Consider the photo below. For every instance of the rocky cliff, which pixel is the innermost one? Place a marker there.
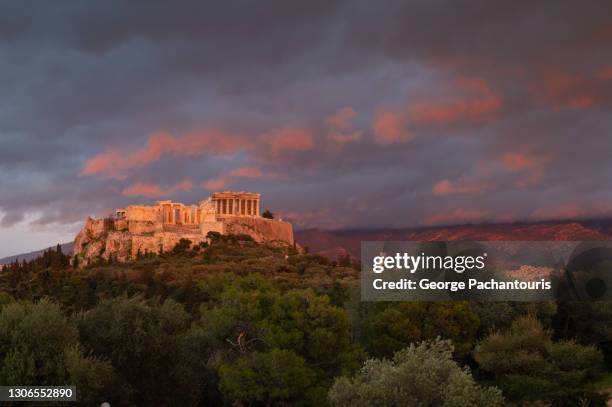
(124, 240)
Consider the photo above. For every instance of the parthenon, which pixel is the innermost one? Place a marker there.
(236, 203)
(159, 227)
(220, 205)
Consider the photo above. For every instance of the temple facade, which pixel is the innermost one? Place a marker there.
(158, 228)
(220, 205)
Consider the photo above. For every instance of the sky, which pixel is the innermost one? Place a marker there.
(342, 114)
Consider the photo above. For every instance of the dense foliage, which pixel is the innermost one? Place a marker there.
(419, 375)
(528, 365)
(233, 322)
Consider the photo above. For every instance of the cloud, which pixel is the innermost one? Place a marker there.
(289, 140)
(470, 101)
(363, 105)
(456, 216)
(154, 190)
(390, 127)
(341, 127)
(342, 119)
(531, 167)
(448, 187)
(117, 163)
(225, 180)
(479, 107)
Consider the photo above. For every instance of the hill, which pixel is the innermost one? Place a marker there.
(67, 248)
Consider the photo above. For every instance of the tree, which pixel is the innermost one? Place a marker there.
(181, 246)
(145, 342)
(419, 375)
(393, 326)
(276, 376)
(527, 365)
(40, 346)
(251, 320)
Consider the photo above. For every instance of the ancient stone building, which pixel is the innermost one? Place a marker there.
(156, 228)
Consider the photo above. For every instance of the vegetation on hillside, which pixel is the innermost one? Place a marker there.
(234, 322)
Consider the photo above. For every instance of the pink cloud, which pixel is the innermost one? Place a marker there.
(531, 167)
(448, 187)
(571, 210)
(341, 129)
(472, 101)
(289, 140)
(342, 119)
(390, 127)
(604, 74)
(154, 190)
(231, 177)
(455, 216)
(117, 164)
(480, 107)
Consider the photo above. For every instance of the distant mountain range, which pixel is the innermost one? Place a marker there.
(340, 242)
(334, 243)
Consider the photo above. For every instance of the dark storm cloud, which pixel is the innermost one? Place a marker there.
(444, 111)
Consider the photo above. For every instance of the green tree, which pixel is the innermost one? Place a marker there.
(145, 342)
(39, 346)
(279, 375)
(181, 246)
(249, 315)
(527, 365)
(419, 375)
(393, 326)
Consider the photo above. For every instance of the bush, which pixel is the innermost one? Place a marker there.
(419, 375)
(393, 326)
(527, 365)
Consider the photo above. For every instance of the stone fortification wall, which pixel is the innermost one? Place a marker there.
(142, 213)
(260, 229)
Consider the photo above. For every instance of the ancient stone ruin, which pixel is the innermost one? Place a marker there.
(141, 229)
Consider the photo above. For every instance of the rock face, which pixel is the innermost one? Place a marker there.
(124, 240)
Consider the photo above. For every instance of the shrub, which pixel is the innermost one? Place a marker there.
(419, 375)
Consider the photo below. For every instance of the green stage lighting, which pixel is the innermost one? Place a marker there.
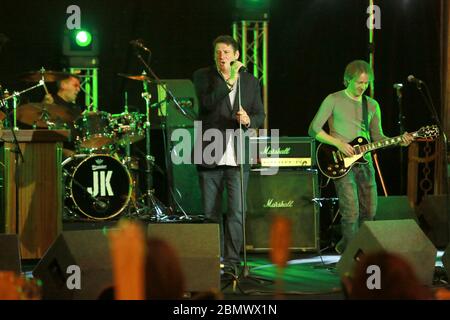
(83, 38)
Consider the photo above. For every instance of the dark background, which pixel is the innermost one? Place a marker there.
(310, 43)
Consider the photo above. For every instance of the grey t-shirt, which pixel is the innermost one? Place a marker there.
(345, 118)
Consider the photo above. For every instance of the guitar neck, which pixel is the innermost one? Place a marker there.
(383, 143)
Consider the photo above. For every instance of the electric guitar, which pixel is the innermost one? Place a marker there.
(334, 164)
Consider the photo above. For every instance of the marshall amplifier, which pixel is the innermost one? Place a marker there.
(289, 193)
(282, 152)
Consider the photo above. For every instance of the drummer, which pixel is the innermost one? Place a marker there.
(67, 93)
(66, 96)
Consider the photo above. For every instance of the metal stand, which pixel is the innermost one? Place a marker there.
(401, 126)
(154, 207)
(245, 273)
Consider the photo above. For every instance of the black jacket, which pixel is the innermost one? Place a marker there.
(215, 111)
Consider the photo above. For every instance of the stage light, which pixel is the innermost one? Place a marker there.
(83, 38)
(81, 47)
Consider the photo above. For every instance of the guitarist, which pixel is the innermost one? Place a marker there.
(343, 111)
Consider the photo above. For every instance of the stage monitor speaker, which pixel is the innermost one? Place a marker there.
(185, 183)
(394, 208)
(402, 237)
(87, 249)
(10, 253)
(198, 246)
(433, 213)
(288, 193)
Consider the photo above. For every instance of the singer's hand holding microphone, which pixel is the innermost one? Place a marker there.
(235, 67)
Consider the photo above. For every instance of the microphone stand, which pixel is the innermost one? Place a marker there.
(434, 115)
(18, 155)
(245, 268)
(398, 89)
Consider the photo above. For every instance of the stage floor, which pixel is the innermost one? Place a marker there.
(307, 275)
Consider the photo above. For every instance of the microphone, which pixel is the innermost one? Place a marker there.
(186, 103)
(138, 44)
(413, 79)
(242, 68)
(101, 204)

####################

Quote each line of the listing exactly, but leave the pictures out.

Consider the photo below. For every instance of the rocky cliff, which pixel is the innermost one? Place a marker there.
(124, 240)
Consider the photo above. For every instance of the parthenon, which pixel is the innermost one? Place a marker there.
(236, 203)
(159, 227)
(220, 205)
Consider the photo above. For every instance of the temple facade, which pixel is the innermost one? Place a marker there.
(158, 228)
(220, 205)
Consider the photo above. For every instance of the sky, which pixel is the innermost one? Place a marker there.
(342, 114)
Consider the photo above. For every instance of the dense foliage, which pixel is the innermost one? Place a marker there.
(419, 375)
(528, 365)
(233, 322)
Consider the photo above. For every instance of the cloud, which pixel is the innermost one? Place a marker there.
(289, 140)
(470, 101)
(363, 105)
(456, 216)
(154, 190)
(390, 127)
(341, 127)
(342, 119)
(531, 167)
(448, 187)
(117, 163)
(225, 180)
(479, 107)
Consider the photo above. For every instance of the hill, which pixel is the innermost one? Place a marker there.
(67, 248)
Consider the photo above. For every instance of the tree, which pixel is the innermost one? Place a marker there.
(181, 246)
(145, 342)
(419, 375)
(393, 326)
(276, 376)
(527, 365)
(40, 346)
(251, 320)
Consider the photo above. For every instance of the ancient stone building, which pixel is the innermost one? Place a marker there.
(156, 228)
Consider the photo above. For every instance of the vegetation on hillside, which pixel is the innermost one? Place a marker there.
(234, 322)
Consider the photo above. For every instance of the pink cloud, which pixel is the innermost one? Place a marker there.
(531, 167)
(448, 187)
(571, 210)
(341, 129)
(472, 101)
(289, 140)
(342, 119)
(390, 127)
(604, 74)
(154, 190)
(231, 177)
(455, 216)
(117, 164)
(480, 107)
Consider the photo above. For every instance of the distant mountain range, which pixel is the innermost one? Place a marker there.
(340, 242)
(334, 243)
Consider the photo above. For every instance of the dark storm cloud, which pixel is the innermost one? Place a marker there.
(444, 111)
Consider the photo above. For every instance of the green tree, which pixel is the innermost one? Place a marker there.
(145, 342)
(39, 346)
(279, 375)
(181, 246)
(249, 315)
(527, 365)
(419, 375)
(393, 326)
Consider the photo above. For every instance of the bush, which pixel is the innermost one? Place a marker there.
(419, 375)
(393, 326)
(527, 365)
Consider the photo above. For every instance of the stone fortification wall, which pixel is the innermost one? Place a marker there.
(142, 213)
(260, 229)
Consider the photo above. For every instance of the ancient stone ruin, which pixel is the innermost one? Place a marker there.
(141, 229)
Consider the photo above. For every instance of the rock face, which pixel is the innermost one? Place a marker there.
(124, 240)
Consider the photo above. For every instance of the shrub, which pixel is the innermost one? Place a marker there.
(419, 375)
Consider the photo below. For every instance of the green stage lighting, which pixel is the innermost one? Place a marker there.
(83, 38)
Consider the photo above. For every instance of the dark background, which pixel is the innermost one? Place a marker there.
(310, 43)
Consider the photo above. For every instance of the grey t-shirt, which pixel is the innermost one? Place a marker there.
(345, 118)
Consider the photo above. For every instance of the guitar neck, which pixel is the innermost one? Place a marker there.
(383, 143)
Consider the photo above. For every instance of the electric guitar, which pixel is the innermost one? Place a marker there.
(334, 164)
Consider the photo above. For every instance of the marshall amplifier, which pixel is the innermost one? Place a marker there.
(289, 193)
(282, 152)
Consider the photo above. For every instance of the drummer, which pixel is the innermost one? Place a marker there.
(67, 93)
(66, 96)
Consider the photo above. For every instance of the metal stand, which pixel is the innermost one? Place a marker there.
(401, 126)
(154, 207)
(245, 273)
Consider the photo above. For every instance of the black jacket, which pixel is the innermost one? Place a marker there.
(215, 111)
Consider the photo above. For every instance of the stage light, which pixel is the innermost one? Place a marker there.
(83, 38)
(81, 47)
Consider the photo above. For every instance of the guitarist, which pixel is the innermost one? Place a marker there.
(343, 111)
Consider the photo above. For every instance of the stage monitor speaker, which pixel is the innermost one? Place a marker there.
(185, 183)
(394, 208)
(402, 237)
(87, 249)
(10, 253)
(198, 246)
(433, 213)
(288, 193)
Consider the photo above. For every instance of the singer's hand holding microphone, which pixel is the innermost one? Place a marker there.
(235, 67)
Consider the photo above. For every instance of the microphone stand, which pixel is the innermost one? Place a marker there.
(434, 115)
(18, 155)
(245, 268)
(398, 89)
Consider the photo above. For every instance of the stage floor, which pixel is the innermost one? Place a marker there.
(307, 275)
Consider the photo above. For every instance of the microphone, which pixel is the innermost one? Place a marker there.
(186, 103)
(138, 44)
(413, 79)
(242, 68)
(101, 204)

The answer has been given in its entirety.